Copy out the rows below verbatim, beginning with the line that contains "the wooden pergola" and continuing through the last line of the rows.

◆ **Data in this exercise**
■ ■ ■ ■ ■

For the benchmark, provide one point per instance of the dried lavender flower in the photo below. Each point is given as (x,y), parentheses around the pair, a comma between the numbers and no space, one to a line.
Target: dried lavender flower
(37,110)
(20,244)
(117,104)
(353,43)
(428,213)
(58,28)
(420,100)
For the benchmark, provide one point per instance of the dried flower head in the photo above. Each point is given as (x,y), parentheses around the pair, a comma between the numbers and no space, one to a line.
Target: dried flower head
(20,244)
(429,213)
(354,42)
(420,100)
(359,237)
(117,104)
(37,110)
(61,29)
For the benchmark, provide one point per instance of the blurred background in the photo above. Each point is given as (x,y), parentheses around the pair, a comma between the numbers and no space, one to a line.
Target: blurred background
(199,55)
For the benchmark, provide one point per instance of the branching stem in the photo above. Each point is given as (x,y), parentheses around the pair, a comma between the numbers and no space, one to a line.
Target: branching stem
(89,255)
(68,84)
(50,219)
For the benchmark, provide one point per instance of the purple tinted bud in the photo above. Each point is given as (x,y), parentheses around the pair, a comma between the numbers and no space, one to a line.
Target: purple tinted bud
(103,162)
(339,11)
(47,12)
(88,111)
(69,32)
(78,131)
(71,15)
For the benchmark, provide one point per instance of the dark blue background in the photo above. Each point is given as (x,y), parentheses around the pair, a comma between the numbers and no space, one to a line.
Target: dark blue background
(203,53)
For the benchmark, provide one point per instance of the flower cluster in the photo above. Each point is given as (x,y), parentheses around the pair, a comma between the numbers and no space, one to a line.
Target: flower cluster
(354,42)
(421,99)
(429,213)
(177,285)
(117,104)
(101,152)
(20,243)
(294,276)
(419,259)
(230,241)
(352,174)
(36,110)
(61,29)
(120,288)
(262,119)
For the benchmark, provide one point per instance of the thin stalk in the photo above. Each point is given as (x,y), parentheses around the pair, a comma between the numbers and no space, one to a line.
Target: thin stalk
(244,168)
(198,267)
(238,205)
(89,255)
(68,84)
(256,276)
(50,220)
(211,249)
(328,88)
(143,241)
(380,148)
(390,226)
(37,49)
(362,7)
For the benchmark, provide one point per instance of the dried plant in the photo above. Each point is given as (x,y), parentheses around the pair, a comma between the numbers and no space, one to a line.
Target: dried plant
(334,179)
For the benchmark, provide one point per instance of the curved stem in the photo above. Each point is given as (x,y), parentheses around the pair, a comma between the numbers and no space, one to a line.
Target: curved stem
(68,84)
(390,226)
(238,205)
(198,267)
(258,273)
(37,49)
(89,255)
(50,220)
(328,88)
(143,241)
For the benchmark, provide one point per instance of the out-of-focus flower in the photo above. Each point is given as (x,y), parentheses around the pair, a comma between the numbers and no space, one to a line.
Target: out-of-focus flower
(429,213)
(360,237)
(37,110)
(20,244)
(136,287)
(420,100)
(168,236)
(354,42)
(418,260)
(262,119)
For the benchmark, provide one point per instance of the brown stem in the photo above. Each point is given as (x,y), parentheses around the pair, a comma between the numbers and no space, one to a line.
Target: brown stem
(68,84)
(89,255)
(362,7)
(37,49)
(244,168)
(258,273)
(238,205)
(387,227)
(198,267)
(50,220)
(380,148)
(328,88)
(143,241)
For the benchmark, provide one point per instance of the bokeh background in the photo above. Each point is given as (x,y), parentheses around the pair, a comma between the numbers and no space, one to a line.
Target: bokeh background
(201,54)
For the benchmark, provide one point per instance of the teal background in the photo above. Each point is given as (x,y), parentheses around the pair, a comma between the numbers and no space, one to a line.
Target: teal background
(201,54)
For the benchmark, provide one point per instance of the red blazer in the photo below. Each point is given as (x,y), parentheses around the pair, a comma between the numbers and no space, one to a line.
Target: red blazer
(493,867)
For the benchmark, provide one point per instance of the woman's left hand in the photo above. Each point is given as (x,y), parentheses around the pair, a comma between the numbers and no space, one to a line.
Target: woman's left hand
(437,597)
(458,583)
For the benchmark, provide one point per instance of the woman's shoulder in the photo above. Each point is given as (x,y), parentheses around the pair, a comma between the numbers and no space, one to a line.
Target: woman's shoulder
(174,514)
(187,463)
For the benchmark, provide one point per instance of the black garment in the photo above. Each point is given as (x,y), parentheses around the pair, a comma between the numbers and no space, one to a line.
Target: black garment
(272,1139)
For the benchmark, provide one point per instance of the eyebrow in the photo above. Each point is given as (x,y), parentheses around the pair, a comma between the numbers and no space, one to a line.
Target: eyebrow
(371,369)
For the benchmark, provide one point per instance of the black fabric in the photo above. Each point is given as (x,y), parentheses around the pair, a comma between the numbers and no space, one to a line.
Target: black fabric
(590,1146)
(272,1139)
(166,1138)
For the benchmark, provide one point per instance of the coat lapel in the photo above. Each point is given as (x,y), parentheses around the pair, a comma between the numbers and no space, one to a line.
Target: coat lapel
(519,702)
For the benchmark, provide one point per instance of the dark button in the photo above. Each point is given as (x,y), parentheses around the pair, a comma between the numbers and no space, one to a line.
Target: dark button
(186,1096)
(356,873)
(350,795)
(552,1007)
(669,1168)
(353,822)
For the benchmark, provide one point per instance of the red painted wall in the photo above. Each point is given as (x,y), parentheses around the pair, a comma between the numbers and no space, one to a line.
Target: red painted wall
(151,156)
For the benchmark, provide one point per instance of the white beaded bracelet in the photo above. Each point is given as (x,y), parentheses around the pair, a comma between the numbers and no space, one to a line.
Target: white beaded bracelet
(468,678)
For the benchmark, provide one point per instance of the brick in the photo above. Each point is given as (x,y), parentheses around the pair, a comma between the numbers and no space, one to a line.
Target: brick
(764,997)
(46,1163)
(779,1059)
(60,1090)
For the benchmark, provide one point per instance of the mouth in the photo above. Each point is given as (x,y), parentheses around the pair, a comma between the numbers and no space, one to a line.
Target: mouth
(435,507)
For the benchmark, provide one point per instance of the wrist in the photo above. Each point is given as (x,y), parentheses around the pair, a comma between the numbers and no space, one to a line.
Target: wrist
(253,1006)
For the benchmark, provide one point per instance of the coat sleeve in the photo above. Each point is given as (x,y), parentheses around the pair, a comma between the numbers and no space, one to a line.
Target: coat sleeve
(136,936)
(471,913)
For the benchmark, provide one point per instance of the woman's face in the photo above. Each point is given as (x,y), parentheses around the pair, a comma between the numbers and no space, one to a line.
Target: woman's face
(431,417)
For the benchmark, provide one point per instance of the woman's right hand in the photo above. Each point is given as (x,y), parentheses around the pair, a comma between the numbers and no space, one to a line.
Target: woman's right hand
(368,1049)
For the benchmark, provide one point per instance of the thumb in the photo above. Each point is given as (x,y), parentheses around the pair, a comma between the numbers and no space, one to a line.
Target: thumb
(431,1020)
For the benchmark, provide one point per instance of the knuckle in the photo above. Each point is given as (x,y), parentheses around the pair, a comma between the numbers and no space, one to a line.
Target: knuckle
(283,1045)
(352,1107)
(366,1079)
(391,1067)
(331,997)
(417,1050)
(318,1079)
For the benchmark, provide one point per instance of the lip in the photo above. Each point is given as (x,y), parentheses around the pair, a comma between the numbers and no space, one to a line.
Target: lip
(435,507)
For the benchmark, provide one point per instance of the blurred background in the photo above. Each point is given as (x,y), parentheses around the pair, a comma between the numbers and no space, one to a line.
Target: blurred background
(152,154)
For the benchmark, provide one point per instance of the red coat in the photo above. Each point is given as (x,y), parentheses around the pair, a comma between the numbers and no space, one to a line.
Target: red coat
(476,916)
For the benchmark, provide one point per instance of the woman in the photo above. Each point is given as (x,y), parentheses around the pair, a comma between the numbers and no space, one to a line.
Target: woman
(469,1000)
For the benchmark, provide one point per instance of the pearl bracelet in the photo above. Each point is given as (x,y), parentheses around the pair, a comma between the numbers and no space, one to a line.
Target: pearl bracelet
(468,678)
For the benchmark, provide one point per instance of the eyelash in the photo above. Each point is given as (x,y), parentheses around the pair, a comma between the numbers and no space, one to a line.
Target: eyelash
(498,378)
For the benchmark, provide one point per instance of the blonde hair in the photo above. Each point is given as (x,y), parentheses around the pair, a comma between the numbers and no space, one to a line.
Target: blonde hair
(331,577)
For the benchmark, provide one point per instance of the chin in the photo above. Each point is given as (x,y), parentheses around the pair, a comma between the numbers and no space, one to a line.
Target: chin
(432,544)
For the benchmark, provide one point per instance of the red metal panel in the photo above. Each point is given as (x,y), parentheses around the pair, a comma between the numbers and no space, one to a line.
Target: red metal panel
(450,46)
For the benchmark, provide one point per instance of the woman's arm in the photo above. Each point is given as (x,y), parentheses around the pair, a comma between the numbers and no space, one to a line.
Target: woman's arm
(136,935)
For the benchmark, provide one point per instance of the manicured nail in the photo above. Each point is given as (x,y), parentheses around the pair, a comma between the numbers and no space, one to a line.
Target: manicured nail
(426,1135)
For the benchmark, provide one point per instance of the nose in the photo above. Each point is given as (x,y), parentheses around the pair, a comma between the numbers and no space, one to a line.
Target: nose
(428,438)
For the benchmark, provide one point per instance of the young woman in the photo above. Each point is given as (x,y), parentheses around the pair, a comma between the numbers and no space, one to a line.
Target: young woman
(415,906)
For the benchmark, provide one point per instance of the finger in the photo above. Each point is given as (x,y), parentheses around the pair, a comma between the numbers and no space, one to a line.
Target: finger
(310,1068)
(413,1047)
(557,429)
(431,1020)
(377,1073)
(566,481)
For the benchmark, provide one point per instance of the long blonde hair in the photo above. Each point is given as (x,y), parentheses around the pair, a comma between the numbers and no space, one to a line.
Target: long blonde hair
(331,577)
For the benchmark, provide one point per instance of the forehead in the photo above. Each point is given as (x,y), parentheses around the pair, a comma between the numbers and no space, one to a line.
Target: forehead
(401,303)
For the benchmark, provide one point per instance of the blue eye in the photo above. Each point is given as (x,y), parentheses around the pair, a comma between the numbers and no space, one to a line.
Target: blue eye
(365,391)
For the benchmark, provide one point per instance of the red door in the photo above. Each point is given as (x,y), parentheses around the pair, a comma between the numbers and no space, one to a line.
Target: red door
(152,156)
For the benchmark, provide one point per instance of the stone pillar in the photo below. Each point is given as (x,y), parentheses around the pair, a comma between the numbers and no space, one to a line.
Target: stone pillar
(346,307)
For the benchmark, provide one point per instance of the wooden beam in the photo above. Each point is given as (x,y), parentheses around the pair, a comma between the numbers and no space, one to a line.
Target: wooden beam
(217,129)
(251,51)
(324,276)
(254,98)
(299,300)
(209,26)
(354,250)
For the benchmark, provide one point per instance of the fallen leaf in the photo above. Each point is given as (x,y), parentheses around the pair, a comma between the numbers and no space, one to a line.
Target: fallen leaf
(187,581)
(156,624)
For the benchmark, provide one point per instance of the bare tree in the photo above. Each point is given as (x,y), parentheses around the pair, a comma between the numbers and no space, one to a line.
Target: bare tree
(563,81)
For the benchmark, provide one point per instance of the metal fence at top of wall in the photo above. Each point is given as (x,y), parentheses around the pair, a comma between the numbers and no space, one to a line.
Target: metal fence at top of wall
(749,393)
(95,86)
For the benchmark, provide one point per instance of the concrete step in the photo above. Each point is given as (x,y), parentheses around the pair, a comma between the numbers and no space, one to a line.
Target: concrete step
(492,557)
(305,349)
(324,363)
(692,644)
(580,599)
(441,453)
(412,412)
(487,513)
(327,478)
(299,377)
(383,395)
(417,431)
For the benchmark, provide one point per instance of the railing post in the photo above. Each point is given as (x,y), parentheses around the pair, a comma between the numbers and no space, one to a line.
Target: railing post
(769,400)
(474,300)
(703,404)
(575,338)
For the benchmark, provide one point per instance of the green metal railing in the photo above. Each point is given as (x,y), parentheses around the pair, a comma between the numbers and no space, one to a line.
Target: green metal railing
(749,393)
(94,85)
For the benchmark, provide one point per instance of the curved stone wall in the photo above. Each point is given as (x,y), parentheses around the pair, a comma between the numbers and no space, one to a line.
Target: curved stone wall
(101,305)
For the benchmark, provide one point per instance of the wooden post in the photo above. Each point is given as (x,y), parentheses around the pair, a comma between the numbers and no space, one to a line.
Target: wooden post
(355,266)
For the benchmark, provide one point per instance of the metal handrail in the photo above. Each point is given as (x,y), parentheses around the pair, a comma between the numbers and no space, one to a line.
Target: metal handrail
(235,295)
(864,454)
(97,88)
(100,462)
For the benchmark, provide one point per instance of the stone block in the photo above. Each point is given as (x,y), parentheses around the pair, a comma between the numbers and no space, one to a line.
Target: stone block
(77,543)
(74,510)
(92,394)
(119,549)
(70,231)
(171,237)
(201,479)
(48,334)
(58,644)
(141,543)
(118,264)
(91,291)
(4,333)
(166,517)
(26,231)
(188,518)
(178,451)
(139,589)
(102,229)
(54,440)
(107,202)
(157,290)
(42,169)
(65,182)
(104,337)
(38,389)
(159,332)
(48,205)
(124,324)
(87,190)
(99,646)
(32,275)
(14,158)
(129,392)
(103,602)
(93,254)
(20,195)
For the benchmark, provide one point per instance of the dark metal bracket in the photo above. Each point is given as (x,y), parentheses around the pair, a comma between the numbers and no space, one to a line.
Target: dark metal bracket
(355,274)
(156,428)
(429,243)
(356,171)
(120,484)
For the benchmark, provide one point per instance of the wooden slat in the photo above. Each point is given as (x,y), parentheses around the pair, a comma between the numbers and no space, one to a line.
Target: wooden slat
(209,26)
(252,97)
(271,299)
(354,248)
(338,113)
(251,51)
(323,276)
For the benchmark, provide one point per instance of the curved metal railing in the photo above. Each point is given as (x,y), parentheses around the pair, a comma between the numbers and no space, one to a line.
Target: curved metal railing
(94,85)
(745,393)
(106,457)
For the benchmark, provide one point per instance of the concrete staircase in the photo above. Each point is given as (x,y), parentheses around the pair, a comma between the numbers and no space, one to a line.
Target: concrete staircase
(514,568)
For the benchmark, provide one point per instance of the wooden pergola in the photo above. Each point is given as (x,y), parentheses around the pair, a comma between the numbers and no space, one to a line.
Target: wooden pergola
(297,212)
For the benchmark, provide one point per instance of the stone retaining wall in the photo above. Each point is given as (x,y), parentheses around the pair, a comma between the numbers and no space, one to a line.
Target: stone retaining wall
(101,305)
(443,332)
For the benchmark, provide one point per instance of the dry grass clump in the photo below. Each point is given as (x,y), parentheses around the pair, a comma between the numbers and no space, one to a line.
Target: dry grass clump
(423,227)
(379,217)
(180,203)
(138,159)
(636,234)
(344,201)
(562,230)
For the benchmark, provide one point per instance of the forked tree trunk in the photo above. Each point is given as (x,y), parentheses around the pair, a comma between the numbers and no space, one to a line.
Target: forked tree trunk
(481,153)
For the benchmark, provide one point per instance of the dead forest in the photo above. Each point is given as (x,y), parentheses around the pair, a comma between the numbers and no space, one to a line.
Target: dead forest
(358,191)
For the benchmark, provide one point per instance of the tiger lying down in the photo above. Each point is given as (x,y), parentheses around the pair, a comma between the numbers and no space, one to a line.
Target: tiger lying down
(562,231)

■ ■ ■ ■ ■

◆ **Full response**
For the benchmark, provide one point per instance of the wooden pergola in the photo above. Each point is given as (x,y), parentheses around the pair, a comma between the numbers and no space, one to a line.
Target: wooden pergola
(297,212)
For the benchmark, provide one point per instance of the stone retaining wall in the photo above. Each point is given as (x,y), parentheses around the pair, a comma between the numbers and no space, one to a line.
Target: stone retaining wall
(101,305)
(443,332)
For the benchmark, provide one point per instance of the dry grass clump in the photo below. Each point is given as (x,y), parentheses around the pair, a comma between the numbers and no space, one to a line.
Target: dry grass clump
(423,227)
(379,217)
(180,203)
(138,159)
(636,234)
(344,201)
(562,230)
For the benchmark, provide one point per instance of the forked tree trunk in the photo above. Each point is given as (x,y), parentheses around the pair, a comma between the numbers and no space, one to a line.
Target: forked tree trunk
(481,153)
For the benchmark, provide one point per instance of the dead forest in the photo above. Each point is given as (x,y), parentheses around the pair, a comma between the numbers and no space, one to a line.
Target: dead forest
(358,191)
For the benchmark, provide one point per instance of the tiger lying down in the photo above. Each point is given as (x,y), parentheses around the pair, a comma between the numbers and no space, one to a line.
Target: tiger lying down
(562,231)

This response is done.